Top of Passage for review
Tomorrow is Candlemas, and I was asked to contribute this reflection to the Church of England’s online service on Sunday (click on the link to see it at about 9 minutes in).
When I was a baby, my parents brought me to church. Having moved into central London when I was about a year old, my mum set out to find a place of worship for our family. When she walked into the parish church, I was the only child there. She put me in slippers so that I could pad up and down the aisle during the service, and surprisingly, nobody complained. We kept going, and after a little while, another mother with another baby joined. Between the two of them, they arranged a creche, taking it in turns to hear the sermon. They each had another baby. By that time, more families had joined the church, each one seeing as they stepped in that there was something for children there. By the time I finally left that church to go to university, I was on the teaching rota for one of the three age-based Sunday school groups that met every week.
I am grateful, not just for my mother’s determination, but for the congregation that didn’t turn to scowl at a tiny slipper-footed invader of their child-free church. I don’t know why the church had no children when we arrived, but I do know that my parents brought me to church as a baby, and because of that, not only do I still belong in church, but so, perhaps, do many other people who were children at that church both then and since.
Bringing a child into God’s house may look like a small thing, but it’s an action that resounds in heaven, significant both for the child and for the people waiting to receive them. And in today’s reading, we see a picture of Mary and Joseph bringing their child, Jesus, into God’s house for the first time. Like any parents, they are hoping for welcome, blessing, comfort and, as the passage says, ‘to do for him according to the custom of the Law’. Perhaps they are not expecting their presence there to be particularly remarkable; they have come for the ceremony, just as everybody does.
But there to receive them are Simeon and Anna, whose effusive joy when they recognise the Son of God in this tiny baby matches that of the shepherds and the wise men. But instead of travelling to see the Messiah, Jesus has been brought to them in God’s house. They had to wait a long time, but they didn’t have to go anywhere. Long before the shepherds saw the angels, Simeon had been promised a glimpse of the redemption of Israel. God’s promise was fulfilled when a child was brought to the temple.
Bottom of Passage for review
Top of Study material
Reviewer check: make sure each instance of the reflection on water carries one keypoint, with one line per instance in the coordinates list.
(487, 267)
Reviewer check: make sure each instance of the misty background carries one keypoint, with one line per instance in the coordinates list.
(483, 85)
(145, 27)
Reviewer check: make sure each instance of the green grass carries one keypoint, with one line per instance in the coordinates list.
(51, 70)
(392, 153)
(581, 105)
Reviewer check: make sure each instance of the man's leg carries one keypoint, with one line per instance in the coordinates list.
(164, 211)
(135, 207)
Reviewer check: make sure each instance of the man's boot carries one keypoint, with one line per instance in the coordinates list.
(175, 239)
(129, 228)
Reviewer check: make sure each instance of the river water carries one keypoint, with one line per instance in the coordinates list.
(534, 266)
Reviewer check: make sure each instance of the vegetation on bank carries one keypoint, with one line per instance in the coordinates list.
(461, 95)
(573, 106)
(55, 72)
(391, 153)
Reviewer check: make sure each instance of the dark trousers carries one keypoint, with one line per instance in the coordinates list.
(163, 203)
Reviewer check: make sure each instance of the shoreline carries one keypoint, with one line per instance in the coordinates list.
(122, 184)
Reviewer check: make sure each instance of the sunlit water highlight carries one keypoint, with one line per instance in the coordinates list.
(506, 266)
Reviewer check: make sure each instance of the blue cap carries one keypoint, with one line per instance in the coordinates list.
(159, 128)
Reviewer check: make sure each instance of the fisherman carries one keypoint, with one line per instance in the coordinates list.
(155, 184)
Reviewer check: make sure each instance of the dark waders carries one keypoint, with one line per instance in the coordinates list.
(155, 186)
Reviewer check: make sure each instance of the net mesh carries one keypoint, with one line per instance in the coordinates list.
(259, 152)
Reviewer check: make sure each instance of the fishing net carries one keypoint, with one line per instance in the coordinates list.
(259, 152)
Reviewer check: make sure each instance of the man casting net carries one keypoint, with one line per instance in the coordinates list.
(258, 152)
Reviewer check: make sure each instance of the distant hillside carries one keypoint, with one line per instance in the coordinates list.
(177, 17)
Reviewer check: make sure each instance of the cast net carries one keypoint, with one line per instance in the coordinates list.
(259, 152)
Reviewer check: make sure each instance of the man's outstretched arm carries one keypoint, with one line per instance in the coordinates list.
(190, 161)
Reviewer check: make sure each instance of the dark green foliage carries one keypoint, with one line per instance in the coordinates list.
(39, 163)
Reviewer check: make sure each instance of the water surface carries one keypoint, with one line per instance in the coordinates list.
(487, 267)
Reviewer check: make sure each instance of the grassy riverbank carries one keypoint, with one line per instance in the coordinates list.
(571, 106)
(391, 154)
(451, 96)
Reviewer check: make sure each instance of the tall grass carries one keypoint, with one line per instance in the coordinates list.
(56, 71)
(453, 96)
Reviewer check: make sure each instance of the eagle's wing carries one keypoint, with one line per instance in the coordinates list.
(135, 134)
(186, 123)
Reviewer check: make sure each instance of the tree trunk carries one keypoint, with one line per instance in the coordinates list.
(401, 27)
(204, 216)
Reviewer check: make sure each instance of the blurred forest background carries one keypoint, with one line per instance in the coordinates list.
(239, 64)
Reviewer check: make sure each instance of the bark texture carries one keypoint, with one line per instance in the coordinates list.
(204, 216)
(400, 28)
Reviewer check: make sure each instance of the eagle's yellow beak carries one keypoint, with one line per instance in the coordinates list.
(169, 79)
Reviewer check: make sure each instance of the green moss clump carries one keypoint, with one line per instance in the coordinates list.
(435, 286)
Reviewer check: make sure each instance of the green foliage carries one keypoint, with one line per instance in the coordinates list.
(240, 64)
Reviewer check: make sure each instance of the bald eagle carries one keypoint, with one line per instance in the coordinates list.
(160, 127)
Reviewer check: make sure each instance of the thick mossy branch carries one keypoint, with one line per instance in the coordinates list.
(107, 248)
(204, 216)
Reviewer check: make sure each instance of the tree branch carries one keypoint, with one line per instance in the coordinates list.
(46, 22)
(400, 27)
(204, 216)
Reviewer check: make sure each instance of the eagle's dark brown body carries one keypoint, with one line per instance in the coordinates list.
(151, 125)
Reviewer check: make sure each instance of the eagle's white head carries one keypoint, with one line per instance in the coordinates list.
Bottom of Study material
Work instruction 1 |
In the Candlemas reflection, how many age-based Sunday school groups met every week by the time the writer left that church for university?
Work instruction 2 |
Write the next part of the Candlemas reflection, starting after its final sentence.
The entries are not needed for this work.

Written answer 1 |
Three.

Written answer 2 |
I think there’s a little echo of Candlemas whenever a child is brought to church, especially for the first time. It’s always a holy moment, and a fragile one too. As the children’s worker here, I believe that the best way to welcome children is not necessarily to have something flashy and fun in place, but to be there, to be waiting for them, to have a space that is theirs ready to be filled. I know how my own children’s lives have been enriched by their church relationships, and that some of their favourite people are not the other children they meet at church, but the adults who have time for a chat, who take an interest in their latest fascinations, who save their favourite biscuits. That’s why this pandemic has hit us so hard, because a physical space in which the youngest and oldest members of a congregation can sit together is and always has been very precious.
When I see a picture of Simeon or Anna with Jesus, I think of what they are receiving from one another: the prophets receiving the fulfillment of their hopes and prayers, and Jesus receiving a joyful welcome. In a world in which he would face rejection, there were open arms waiting for him in God’s house.
May we as parents have the faith of Mary and Joseph to bring our children into God’s house; and may we in the church welcome them with Simeon and Anna’s joy.